[TASK] Pull out every line in the records below that contains the word "billboard", and copy each of those lines in full.

***

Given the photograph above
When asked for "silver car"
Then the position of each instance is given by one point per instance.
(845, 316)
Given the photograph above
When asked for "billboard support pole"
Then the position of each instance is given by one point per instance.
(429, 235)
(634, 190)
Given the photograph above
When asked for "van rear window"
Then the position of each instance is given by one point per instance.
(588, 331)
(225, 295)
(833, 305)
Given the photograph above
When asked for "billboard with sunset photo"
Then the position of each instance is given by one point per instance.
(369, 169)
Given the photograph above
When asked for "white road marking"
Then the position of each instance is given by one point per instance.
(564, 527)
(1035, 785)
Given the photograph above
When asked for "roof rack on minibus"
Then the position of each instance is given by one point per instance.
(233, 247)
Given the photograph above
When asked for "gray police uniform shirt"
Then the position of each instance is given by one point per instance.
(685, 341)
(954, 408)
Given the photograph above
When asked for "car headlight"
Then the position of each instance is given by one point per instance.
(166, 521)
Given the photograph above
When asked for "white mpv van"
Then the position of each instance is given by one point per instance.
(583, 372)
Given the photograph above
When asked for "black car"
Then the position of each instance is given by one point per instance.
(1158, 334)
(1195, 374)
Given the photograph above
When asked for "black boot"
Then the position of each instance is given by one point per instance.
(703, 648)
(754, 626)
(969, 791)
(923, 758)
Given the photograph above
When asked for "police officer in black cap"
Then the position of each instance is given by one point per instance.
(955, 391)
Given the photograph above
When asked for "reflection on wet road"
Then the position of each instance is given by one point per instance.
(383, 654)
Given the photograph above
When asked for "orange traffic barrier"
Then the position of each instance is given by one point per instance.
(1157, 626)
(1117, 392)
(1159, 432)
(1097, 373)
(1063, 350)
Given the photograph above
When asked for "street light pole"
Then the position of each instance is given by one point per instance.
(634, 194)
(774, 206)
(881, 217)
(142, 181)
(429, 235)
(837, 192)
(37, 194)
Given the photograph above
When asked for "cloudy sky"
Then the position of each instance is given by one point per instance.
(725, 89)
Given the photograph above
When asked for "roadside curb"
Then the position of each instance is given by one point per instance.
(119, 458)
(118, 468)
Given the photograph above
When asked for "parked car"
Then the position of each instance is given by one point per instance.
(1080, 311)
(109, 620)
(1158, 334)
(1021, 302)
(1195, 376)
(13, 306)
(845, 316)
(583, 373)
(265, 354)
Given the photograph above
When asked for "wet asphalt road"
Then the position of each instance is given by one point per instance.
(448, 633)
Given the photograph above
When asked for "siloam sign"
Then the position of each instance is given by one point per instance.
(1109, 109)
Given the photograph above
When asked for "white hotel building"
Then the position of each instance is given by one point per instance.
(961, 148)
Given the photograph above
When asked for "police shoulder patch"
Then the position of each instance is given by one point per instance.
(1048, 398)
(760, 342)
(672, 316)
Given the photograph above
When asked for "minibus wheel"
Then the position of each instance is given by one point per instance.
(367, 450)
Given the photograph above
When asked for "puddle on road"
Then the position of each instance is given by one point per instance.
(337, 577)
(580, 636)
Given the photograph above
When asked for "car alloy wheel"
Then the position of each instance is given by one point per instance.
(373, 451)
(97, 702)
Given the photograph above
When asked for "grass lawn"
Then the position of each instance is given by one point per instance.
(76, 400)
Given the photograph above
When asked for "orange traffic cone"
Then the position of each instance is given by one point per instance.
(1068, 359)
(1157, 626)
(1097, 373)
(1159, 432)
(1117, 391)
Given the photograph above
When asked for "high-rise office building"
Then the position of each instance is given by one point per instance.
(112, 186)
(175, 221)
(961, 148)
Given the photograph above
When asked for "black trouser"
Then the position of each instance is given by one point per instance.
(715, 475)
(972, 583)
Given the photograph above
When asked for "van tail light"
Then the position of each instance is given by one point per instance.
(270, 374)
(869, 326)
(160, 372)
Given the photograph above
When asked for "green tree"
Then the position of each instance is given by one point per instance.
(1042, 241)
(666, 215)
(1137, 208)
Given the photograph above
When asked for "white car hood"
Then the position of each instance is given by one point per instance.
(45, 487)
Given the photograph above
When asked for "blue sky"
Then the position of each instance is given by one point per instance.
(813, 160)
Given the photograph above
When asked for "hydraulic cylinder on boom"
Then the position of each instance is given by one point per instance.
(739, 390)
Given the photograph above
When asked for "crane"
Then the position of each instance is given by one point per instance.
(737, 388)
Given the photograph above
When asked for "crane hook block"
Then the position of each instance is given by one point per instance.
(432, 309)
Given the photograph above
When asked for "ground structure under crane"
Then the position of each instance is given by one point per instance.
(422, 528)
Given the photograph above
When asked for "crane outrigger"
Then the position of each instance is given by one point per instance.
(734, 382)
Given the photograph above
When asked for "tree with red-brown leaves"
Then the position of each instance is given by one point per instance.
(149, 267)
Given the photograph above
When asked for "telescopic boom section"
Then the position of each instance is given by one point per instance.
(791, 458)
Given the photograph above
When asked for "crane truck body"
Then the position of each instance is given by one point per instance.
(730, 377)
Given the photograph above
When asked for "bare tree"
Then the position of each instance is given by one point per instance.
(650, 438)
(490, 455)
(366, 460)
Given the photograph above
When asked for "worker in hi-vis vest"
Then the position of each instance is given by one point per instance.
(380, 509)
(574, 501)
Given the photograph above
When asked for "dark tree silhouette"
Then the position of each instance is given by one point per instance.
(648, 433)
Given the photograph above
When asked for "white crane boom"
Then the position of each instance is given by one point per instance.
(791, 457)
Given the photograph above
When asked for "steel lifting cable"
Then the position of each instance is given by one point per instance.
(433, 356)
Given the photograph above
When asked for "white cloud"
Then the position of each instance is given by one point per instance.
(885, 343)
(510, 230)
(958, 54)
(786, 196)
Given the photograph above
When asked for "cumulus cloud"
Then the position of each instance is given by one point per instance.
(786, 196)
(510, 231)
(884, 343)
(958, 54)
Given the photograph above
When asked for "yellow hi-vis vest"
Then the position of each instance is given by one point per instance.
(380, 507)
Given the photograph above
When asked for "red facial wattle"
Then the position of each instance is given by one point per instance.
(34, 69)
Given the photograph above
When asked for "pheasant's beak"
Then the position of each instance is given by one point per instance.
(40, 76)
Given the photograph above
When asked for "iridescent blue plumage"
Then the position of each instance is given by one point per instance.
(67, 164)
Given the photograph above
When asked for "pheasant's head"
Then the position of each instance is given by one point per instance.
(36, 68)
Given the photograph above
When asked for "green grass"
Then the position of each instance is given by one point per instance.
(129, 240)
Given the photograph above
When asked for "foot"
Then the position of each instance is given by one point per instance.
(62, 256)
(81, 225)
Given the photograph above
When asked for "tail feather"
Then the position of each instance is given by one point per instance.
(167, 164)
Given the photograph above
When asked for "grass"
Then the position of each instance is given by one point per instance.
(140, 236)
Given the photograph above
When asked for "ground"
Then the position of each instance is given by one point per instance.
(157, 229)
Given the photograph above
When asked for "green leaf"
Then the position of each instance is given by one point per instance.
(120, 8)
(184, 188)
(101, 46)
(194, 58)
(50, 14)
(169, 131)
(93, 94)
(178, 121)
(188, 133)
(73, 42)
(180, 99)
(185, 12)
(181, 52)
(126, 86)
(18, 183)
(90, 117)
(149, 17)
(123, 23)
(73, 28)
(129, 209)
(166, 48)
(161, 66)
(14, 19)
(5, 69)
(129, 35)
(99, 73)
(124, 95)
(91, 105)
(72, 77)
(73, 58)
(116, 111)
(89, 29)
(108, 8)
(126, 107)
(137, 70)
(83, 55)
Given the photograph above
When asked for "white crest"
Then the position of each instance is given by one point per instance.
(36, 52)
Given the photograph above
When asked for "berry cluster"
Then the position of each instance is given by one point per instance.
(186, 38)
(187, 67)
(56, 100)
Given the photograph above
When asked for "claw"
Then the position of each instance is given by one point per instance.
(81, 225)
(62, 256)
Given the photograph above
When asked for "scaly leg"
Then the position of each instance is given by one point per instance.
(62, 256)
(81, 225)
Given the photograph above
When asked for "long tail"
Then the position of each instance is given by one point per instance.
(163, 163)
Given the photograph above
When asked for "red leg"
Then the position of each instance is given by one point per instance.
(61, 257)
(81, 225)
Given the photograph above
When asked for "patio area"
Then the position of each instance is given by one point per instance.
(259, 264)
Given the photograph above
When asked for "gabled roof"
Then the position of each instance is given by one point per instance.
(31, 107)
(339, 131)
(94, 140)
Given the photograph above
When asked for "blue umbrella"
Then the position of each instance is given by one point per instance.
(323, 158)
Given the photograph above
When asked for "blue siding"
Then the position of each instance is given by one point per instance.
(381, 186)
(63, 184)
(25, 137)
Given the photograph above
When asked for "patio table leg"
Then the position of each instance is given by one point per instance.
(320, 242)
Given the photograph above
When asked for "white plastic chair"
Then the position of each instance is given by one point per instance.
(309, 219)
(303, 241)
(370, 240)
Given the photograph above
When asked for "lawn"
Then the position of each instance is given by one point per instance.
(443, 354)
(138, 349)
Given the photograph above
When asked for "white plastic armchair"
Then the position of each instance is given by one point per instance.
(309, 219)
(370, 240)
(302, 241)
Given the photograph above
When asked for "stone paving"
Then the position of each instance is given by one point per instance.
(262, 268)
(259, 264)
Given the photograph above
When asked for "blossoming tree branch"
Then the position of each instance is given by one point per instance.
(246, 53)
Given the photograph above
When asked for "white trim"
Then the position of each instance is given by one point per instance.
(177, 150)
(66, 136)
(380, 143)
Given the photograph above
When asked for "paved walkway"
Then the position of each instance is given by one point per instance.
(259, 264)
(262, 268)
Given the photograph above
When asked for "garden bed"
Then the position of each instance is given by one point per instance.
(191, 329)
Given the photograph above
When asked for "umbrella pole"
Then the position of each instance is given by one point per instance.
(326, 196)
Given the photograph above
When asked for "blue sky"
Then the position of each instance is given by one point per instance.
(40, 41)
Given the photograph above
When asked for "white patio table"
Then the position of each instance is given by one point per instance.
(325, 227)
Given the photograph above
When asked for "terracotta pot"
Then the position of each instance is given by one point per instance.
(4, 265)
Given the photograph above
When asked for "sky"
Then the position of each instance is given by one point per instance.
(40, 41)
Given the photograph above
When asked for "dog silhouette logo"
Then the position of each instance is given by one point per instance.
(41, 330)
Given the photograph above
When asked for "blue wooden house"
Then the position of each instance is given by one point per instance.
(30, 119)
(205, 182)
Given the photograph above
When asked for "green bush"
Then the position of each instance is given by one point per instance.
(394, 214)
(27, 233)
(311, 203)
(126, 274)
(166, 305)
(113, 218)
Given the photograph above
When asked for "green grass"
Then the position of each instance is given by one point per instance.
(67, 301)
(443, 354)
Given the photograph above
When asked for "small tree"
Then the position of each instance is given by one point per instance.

***

[EXPECTED OUTPUT]
When asked for "billboard support pole"
When asked for "billboard with sunset photo"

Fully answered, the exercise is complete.